**Record extracts**
━━━━━━━━━━━━━━━━━━━━

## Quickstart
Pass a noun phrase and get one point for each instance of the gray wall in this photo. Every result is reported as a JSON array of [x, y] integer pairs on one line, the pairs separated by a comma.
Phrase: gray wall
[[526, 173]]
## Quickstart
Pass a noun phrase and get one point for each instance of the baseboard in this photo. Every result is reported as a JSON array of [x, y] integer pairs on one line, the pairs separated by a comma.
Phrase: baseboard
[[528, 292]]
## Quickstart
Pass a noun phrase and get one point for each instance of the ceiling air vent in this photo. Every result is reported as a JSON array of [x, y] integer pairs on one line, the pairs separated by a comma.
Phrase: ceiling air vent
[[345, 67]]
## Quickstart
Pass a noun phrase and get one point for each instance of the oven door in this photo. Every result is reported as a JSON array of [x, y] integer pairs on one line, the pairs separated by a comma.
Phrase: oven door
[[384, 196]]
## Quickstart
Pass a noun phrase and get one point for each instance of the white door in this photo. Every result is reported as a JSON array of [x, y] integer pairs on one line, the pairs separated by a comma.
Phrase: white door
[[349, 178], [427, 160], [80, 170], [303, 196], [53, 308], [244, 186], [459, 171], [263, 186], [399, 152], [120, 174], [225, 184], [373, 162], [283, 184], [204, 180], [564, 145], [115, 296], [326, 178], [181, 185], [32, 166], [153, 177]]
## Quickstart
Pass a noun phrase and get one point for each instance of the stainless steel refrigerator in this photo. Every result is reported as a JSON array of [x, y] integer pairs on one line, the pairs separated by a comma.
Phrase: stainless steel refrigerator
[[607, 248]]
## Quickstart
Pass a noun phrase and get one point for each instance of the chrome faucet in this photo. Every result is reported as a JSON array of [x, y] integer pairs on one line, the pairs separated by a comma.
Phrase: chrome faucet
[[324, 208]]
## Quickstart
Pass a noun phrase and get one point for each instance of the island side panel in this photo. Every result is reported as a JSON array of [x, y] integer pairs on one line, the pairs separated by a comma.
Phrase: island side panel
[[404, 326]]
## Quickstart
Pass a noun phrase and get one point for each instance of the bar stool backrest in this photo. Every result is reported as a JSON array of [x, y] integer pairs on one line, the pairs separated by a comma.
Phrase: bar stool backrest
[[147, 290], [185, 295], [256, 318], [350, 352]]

━━━━━━━━━━━━━━━━━━━━

**Work item**
Please show every line of the material that contains the string "pairs".

**Written response**
Pass a noun phrase and get one point for each instance of the gray wall in this photo. Every result is reported as a JSON array of [x, y] integer pairs on one line, the pairs separated by a comma.
Pass a noun phrase and get one point for each instance of the baseboard in this photo. Every result is reported as a JSON array of [x, y] integer pairs on one line, the pairs separated by a comma.
Pass a noun phrase and get one point for each instance of the ceiling air vent in this photo. Every result is reported as a JSON array of [x, y] integer pairs on one line, the pairs separated by a comma.
Pass a noun phrase and get one point for each instance of the oven door in this photo. Every result is reported as a JSON array of [x, y] integer pairs on one line, the pairs separated by a comma.
Pass a noun phrase and get one point for each instance of the white door in this photo. Every result is reported as a JSON array of [x, y] integer pairs on one line, the pairs separated by a comma.
Pass a noun phrase and get one point for each instance of the stainless steel refrigerator in this photo. Every result is reported as a JSON array of [x, y] integer pairs on one line, the pairs separated by a comma.
Pass a noun phrase and get one point for each instance of the chrome faucet in this photo. Every result is reported as a JSON array of [x, y] integer pairs on one line, the pairs separated by a comma.
Pass a noun phrase and get one point for each instance of the island side panel in this photo. Every result is reported as a JSON array of [x, y] integer pairs on one line, the pairs separated by a comma.
Pass a noun phrase and get one point for each instance of the bar stool backrest in this photo. Every result is reported as a JSON array of [x, y] integer pairs on one line, the pairs separated by a comma.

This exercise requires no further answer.